_Passage provided_:
■ ■ ■ ■

Since the introduction of being able to perform a lockless lookup of an
object (i915_gem_object_get_rcu() in fbbd37b36fa5 ("drm/i915: Move object
release to a freelist + worker") we no longer need to split the
object/vma lookup into 3 phases and so combine them into a much simpler
single loop.

Signed-off-by: Chris Wilson <chris@chris-wilson.co.uk>
Reviewed-by: Tvrtko Ursulin <tvrtko.ursulin@intel.com>
---
 drivers/gpu/drm/i915/i915_gem_execbuffer.c | 122 +++++++++--------------------
 1 file changed, 36 insertions(+), 86 deletions(-)

diff --git a/drivers/gpu/drm/i915/i915_gem_execbuffer.c b/drivers/gpu/drm/i915/i915_gem_execbuffer.c
index 92d88ec271c1..ed906093fb63 100644
--- a/drivers/gpu/drm/i915/i915_gem_execbuffer.c
+++ b/drivers/gpu/drm/i915/i915_gem_execbuffer.c
@@ -450,7 +450,9 @@ eb_validate_vma(struct i915_execbuffer *eb,
 }
 
 static int
-eb_add_vma(struct i915_execbuffer *eb, unsigned int i, struct i915_vma *vma)

■ ■ ■ ■

_Requirement 1_:
For each statement below, state whether the execbuffer patch agrees with it, answering yes or no and quoting the deciding words of the patch. (a) The change merges the object/vma lookup into one loop. (b) The patch touches two files. (c) The patch adds more lines than it removes.
_Requirement 2_:
Pick up the execbuffer patch at the line after its final removed line and continue the diff.

■ ■ ■ ■

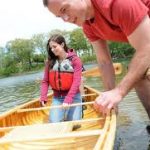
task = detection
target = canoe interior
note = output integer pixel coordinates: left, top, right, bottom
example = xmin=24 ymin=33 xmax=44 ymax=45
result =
xmin=0 ymin=86 xmax=116 ymax=150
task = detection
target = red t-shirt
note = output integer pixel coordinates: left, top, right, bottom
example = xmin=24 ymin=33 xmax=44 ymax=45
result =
xmin=83 ymin=0 xmax=150 ymax=42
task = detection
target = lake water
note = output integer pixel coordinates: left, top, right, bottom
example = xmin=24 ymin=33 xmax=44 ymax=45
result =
xmin=0 ymin=65 xmax=150 ymax=150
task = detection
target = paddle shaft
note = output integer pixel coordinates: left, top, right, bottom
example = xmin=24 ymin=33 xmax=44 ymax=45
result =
xmin=17 ymin=101 xmax=94 ymax=113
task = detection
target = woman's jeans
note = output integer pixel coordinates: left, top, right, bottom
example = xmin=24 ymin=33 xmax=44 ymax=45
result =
xmin=49 ymin=93 xmax=82 ymax=123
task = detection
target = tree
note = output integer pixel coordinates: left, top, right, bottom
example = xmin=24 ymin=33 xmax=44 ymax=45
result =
xmin=7 ymin=39 xmax=35 ymax=70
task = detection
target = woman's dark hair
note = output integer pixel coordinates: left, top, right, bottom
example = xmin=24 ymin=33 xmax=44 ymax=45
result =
xmin=47 ymin=34 xmax=68 ymax=68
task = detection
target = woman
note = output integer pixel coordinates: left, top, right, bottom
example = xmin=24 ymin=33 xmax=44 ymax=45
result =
xmin=40 ymin=34 xmax=82 ymax=123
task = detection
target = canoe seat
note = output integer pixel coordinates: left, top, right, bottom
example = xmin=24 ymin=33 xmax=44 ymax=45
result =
xmin=0 ymin=122 xmax=73 ymax=143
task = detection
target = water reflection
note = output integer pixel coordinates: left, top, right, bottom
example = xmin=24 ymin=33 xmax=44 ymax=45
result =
xmin=0 ymin=65 xmax=150 ymax=150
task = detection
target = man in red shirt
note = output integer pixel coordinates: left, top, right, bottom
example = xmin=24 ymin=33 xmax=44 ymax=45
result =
xmin=43 ymin=0 xmax=150 ymax=118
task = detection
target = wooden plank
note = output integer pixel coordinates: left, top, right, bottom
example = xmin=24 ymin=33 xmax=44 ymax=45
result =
xmin=17 ymin=101 xmax=94 ymax=113
xmin=82 ymin=63 xmax=123 ymax=77
xmin=0 ymin=129 xmax=103 ymax=145
xmin=0 ymin=117 xmax=105 ymax=132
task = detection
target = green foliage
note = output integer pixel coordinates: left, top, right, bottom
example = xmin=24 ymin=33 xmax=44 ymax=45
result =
xmin=109 ymin=42 xmax=134 ymax=60
xmin=0 ymin=28 xmax=134 ymax=76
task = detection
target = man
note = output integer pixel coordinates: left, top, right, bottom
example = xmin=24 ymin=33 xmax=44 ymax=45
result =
xmin=43 ymin=0 xmax=150 ymax=118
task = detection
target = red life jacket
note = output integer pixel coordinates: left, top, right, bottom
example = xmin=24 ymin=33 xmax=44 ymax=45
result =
xmin=49 ymin=58 xmax=74 ymax=91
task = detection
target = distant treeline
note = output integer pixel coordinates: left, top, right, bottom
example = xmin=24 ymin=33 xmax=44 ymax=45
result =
xmin=0 ymin=28 xmax=134 ymax=76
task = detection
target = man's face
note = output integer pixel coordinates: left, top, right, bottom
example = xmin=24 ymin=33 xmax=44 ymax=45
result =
xmin=48 ymin=0 xmax=88 ymax=26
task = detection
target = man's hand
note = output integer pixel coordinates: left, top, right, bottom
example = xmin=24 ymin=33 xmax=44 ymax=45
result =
xmin=94 ymin=88 xmax=123 ymax=114
xmin=40 ymin=101 xmax=46 ymax=107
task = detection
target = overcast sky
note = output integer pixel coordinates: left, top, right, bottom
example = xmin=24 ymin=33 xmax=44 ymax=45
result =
xmin=0 ymin=0 xmax=76 ymax=46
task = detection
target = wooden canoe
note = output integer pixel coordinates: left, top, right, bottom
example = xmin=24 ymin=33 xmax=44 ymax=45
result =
xmin=0 ymin=86 xmax=116 ymax=150
xmin=82 ymin=63 xmax=123 ymax=77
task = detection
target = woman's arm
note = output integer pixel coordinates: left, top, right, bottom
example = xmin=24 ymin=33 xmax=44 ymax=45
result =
xmin=64 ymin=56 xmax=82 ymax=104
xmin=40 ymin=62 xmax=49 ymax=101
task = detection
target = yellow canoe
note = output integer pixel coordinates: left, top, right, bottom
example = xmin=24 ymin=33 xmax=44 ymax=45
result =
xmin=0 ymin=86 xmax=116 ymax=150
xmin=82 ymin=63 xmax=123 ymax=77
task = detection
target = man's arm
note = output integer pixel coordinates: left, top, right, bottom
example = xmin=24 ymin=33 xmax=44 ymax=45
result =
xmin=91 ymin=40 xmax=115 ymax=90
xmin=96 ymin=16 xmax=150 ymax=112
xmin=117 ymin=16 xmax=150 ymax=97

■ ■ ■ ■

_Exercise output 1_:
(a) Yes: "combine them into a much simpler single loop." (b) No: "1 file changed". (c) No: "36 insertions(+), 86 deletions(-)".

_Exercise output 2_:
+eb_add_vma(struct i915_execbuffer *eb,
+	   unsigned int i, struct i915_vma *vma,
+	   unsigned int flags)
 {
 	struct drm_i915_gem_exec_object2 *entry = &eb->exec[i];
 	int err;
@@ -480,7 +482,7 @@ eb_add_vma(struct i915_execbuffer *eb, unsigned int i, struct i915_vma *vma)
 	 * to find the right target VMA when doing relocations.
 	 */
 	eb->vma[i] = vma;
-	eb->flags[i] = entry->flags;
+	eb->flags[i] = entry->flags | flags;
 	vma->exec_flags = &eb->flags[i];
 
 	err = 0;
@@ -687,13 +689,9 @@ static int eb_select_context(struct i915_execbuffer *eb)
 
 static int eb_lookup_vmas(struct i915_execbuffer *eb)
 {
-#define INTERMEDIATE BIT(0)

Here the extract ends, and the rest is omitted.